### Text provided
#### Please solve RD Sharma Chapter Inverse trigonometric functions exercise 3.8 question 2 sub question (iv) maths text book solution

Hint:

We convert in the form of $\sin (\alpha + \beta)$and we know the formula of it.

Given:

We have to prove $\sin \left(\cos ^{-1} \frac{3}{5}+\sin ^{-1} \frac{5}{13}\right)=\frac{63}{65}$

Solution:

LHS = $\sin \left(\cos ^{-1} \frac{3}{5}+\sin ^{-1} \frac{5}{13}\right)$

Let’s suppose that $\cos ^{-1} \frac{3}{5}=\alpha \; and \; \sin ^{-1} \frac{5}{13}=\beta$

$\cos \alpha= \frac{3}{5} \; and \; \sin \beta \frac{5}{13}$ and

\begin{aligned} &\Rightarrow \quad \sin \left(\cos ^{-1} \frac{3}{5}+\sin ^{-1} \frac{5}{13}\right) \\ &\Rightarrow \quad \sin (\alpha+\beta)=\sin \alpha \cos \beta+\cos \alpha \sin \beta \end{aligned}

…(i)

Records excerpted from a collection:
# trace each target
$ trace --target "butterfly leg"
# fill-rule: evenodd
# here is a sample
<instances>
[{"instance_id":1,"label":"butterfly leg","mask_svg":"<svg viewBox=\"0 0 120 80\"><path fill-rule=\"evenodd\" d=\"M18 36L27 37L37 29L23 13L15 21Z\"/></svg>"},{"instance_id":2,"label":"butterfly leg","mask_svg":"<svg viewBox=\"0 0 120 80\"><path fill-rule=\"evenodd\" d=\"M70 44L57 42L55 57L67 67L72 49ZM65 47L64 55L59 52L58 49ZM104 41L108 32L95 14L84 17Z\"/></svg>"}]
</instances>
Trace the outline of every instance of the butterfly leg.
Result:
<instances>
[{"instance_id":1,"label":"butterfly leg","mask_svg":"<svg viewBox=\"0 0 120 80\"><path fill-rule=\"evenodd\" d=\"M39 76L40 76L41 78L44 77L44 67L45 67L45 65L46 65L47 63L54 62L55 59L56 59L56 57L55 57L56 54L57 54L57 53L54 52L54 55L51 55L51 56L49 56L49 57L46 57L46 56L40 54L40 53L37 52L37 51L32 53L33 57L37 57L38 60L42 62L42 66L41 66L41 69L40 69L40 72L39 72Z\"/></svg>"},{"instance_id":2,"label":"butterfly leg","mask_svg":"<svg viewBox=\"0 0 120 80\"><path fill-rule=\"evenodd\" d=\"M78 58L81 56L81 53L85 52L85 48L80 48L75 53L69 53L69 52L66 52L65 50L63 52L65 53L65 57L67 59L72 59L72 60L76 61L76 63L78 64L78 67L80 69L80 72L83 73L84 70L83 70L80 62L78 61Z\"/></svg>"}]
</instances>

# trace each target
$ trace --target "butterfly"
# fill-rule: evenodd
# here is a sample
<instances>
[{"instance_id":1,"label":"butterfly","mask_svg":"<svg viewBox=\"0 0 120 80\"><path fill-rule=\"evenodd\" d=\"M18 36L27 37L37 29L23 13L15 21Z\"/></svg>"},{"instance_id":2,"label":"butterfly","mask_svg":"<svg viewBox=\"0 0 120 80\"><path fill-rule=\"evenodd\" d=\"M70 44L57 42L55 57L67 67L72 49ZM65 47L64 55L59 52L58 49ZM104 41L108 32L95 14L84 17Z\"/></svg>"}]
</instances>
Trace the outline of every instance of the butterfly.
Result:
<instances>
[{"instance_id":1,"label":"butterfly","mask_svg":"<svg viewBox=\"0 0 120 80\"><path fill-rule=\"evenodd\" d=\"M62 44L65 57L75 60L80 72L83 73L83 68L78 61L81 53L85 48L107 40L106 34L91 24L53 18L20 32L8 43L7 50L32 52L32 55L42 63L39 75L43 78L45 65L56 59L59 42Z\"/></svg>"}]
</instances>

### Exercise task A
Print the part of the inverse trigonometry solution that opens with the words containing "#### Please solve" and closes with "formula of it.".
### Exercise task B
According to the inverse trigonometry solution, what value must the expression be proved to equal?

### Problem solution A
#### Please solve RD Sharma Chapter Inverse trigonometric functions exercise 3.8 question 2 sub question (iv) maths text book solution

Hint:

We convert in the form of $\sin (\alpha + \beta)$and we know the formula of it.

### Problem solution B
63/65